— INSTRUCTIONS FOR THE TASK —
Gather every line in the data below that contains the string "positive" and copy each of those lines in full.

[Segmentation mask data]
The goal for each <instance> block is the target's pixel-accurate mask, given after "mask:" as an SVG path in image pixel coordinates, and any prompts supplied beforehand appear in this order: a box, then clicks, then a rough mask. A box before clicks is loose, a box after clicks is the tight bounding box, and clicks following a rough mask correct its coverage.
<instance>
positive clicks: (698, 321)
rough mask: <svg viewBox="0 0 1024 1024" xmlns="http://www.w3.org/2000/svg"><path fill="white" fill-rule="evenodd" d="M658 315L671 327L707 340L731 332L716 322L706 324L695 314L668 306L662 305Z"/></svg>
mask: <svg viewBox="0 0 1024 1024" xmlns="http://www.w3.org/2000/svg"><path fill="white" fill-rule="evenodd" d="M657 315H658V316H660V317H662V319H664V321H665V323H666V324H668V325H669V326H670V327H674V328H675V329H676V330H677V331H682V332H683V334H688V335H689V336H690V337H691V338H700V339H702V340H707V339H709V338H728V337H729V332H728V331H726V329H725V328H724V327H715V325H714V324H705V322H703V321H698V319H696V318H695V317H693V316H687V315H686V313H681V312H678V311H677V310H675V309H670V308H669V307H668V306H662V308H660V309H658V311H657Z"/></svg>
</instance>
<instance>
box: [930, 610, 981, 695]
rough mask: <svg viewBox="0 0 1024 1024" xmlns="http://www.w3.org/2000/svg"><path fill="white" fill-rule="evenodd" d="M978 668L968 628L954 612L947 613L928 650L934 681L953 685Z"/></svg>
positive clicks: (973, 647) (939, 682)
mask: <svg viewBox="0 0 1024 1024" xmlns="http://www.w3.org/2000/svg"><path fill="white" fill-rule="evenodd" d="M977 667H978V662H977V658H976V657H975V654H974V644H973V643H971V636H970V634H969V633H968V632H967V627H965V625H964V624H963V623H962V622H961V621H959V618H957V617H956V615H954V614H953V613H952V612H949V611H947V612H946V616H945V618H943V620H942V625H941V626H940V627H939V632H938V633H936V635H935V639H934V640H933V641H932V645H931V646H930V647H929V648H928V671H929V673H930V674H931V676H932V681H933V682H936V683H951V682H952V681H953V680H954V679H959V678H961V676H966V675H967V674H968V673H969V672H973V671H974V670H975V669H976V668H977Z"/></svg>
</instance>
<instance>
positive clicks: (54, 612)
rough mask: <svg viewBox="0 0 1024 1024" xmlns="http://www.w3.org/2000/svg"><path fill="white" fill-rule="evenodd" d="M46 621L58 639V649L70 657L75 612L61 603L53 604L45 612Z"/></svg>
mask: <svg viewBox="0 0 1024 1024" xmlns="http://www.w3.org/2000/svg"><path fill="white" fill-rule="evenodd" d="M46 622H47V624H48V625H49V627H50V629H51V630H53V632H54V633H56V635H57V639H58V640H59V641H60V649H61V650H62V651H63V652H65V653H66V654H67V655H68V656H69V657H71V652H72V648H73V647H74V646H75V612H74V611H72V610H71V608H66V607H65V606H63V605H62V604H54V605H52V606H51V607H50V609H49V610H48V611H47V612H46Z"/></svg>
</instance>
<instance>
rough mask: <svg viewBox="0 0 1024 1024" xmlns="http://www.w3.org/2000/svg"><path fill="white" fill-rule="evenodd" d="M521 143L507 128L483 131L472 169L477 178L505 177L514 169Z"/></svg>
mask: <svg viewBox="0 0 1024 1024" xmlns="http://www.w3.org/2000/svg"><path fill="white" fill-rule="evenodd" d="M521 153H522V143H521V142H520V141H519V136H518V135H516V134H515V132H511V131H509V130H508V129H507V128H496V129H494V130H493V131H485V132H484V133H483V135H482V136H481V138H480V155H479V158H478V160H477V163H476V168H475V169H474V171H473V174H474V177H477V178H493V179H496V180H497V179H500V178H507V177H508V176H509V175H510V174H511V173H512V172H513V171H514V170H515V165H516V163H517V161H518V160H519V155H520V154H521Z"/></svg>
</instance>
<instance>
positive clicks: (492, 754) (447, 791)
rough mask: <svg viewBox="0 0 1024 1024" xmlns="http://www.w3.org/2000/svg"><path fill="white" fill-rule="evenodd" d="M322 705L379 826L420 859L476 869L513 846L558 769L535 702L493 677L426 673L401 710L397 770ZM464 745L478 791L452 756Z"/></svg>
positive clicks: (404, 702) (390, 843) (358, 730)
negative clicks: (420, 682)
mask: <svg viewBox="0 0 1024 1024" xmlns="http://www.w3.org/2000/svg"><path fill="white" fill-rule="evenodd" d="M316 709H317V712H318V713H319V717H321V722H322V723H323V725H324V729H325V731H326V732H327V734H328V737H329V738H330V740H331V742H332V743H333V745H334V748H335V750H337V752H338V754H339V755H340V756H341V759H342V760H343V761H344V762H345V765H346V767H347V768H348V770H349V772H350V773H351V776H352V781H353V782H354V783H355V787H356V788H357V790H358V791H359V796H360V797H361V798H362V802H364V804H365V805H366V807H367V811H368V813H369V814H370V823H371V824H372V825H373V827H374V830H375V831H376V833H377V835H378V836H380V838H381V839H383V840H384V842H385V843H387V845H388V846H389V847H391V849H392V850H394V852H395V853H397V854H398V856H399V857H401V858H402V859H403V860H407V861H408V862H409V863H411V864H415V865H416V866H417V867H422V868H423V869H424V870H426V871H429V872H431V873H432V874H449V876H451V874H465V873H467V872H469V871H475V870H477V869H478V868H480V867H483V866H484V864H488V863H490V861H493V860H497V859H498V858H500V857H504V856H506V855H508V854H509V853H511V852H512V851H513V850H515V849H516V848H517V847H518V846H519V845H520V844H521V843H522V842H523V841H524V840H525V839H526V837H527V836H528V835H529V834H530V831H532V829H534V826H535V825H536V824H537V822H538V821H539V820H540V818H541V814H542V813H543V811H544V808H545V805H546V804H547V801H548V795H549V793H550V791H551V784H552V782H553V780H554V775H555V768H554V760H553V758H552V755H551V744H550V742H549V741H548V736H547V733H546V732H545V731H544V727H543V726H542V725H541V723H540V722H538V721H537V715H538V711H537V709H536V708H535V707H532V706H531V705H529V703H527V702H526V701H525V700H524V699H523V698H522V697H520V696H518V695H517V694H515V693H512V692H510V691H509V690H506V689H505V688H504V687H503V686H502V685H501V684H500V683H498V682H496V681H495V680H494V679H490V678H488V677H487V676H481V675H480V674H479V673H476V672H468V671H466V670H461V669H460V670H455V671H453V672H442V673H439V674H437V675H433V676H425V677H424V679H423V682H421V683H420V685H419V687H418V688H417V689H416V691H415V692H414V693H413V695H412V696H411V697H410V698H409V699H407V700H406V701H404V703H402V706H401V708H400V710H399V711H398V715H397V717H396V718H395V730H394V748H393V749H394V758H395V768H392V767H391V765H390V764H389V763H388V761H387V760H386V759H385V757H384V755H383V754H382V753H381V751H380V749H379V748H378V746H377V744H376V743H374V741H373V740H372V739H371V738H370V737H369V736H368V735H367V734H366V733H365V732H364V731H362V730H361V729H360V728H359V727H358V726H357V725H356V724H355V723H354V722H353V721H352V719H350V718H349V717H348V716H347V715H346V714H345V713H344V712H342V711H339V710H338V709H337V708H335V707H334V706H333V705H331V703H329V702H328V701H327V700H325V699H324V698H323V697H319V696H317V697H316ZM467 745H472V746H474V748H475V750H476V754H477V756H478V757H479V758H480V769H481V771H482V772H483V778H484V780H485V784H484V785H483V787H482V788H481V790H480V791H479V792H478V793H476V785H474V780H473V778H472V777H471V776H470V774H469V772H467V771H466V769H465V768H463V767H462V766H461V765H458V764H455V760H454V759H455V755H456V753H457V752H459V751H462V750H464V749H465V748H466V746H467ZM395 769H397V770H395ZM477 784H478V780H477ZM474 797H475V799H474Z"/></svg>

— RESULT FOR THIS TASK —
positive clicks: (698, 321)
positive clicks: (973, 647) (939, 682)
positive clicks: (54, 612)
positive clicks: (492, 754) (447, 791)
positive clicks: (404, 702) (390, 843) (358, 730)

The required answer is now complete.